• **Action item**:
Please continue the news article on GPs planning to quit general practice, picking up after its last sentence.

• **Selected extract**:
◇ ◇ ◇ ◇ ◇ ◇ ◇

Nearly 40% of GPs want to quit the profession within five years, a major national study reports today – highlighting the massive pressures on the service.

GP leaders said the figure – the highest during 20 years of the same survey – showed the measures to improve retention in general practice are still not working.

Yesterday NHS England announced a new £10 million fund aimed at improving GP retention.

The 39% of doctors looking for a way out of general practice last year represented a significant increase since the last survey in 2015 – when 35% reported the same point of view.

Manchester University researchers, who conduct the National GP Worklife Survey, said that overall it showed that there had been no improvement in stress levels in general practice.

The survey found that 62% of GPs over the age of 50 would like to quit within five years – a one percentage point increase in two years.

Among under-50s, 13% said they were likely to quit while 45% said there was no chance of them giving up general practice.

More than 90% of doctors reported high pressure from increasing workloads – blaming lack of time to do the job properly, paperwork, increasing patient demand and increasing workloads.

More than 2,000 doctors took part in the survey. Half of them had taken part in the 2015 survey.

There were some small increases in satisfaction with remuneration and levels of responsibility, the researchers reported.

Researcher Professor Kath Checkland said: “Although the declines in satisfaction seen between previous years has stopped, low satisfaction and high pressures have been sustained.

“The all-time high figure of 39% of GPs who say they intend to quit within 5 years is particularly worrying in terms of the possible implications it might have on recruitment, retention and patient care.”

◇ ◇ ◇ ◇ ◇ ◇ ◇

• **Extracted records**:
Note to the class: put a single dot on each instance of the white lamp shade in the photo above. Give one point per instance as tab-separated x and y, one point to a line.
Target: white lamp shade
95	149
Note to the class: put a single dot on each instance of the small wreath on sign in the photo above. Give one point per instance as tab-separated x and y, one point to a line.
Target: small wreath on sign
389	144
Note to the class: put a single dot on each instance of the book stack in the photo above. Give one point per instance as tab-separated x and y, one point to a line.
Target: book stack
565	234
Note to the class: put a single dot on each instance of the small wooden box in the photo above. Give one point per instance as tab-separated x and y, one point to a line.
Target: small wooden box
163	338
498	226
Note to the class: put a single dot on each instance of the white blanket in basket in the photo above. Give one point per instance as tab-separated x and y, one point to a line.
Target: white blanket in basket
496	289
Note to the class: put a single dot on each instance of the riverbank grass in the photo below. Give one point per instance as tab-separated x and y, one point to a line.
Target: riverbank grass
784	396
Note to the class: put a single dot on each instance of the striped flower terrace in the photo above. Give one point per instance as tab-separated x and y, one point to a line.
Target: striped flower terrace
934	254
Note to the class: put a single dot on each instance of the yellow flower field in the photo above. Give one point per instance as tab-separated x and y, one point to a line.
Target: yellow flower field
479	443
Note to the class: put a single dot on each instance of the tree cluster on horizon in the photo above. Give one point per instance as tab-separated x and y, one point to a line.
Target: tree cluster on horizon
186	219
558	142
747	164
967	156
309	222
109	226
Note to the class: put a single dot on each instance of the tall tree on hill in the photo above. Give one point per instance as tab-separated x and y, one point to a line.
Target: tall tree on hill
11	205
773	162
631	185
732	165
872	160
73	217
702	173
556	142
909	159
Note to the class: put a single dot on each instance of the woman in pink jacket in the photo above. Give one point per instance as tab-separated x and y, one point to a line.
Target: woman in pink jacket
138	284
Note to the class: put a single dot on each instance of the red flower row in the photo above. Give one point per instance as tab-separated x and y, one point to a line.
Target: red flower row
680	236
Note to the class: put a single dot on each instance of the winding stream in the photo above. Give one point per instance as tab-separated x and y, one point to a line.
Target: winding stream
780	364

◇ ◇ ◇ ◇ ◇ ◇ ◇

• **Expected answer**:
The Royal College of GPs said the findings were “incredibly worrying.”

Chair Professor Helen Stokes-Lampard said: “It certainly isn’t surprising, given the intense pressures family doctors are facing – something about which the College has long been raising concerns.

“Pressures in general practice have reached an all-time high; our workload has escalated by at least 16% over the last seven years, but the share of the NHS budget general practice receives is less than it was a decade ago, GP numbers are actually falling, and many hard-working GPs are simply burnt-out and exhausted.

“As this study shows, 20% of GPs are now working intensively for more than 60 hours a week. We’re trying to do more and more on less and less, and there is a limit beyond which we can no longer guarantee that we are practising safely.”

Dr Richard Vautrey, chair of the British Medical Association’s GP committee, called for practices to be able to set safe working limits.

He said: “While these figures are concerning, they are certainly not surprising, and provide yet further evidence of the scale of the acute workforce crisis in general practice.

“In the face of rising patient demand and increasing administrative burden, GP workload has reached a point where doctors feel they cannot provide safe, high-quality care.

“As noted in this report, doctors feel they can no longer do the job justice. Most will have dedicated decades of their lives to training and then practising, so it is unsurprising that many wish to leave when they are physically unable to do it to the high standards they set for themselves.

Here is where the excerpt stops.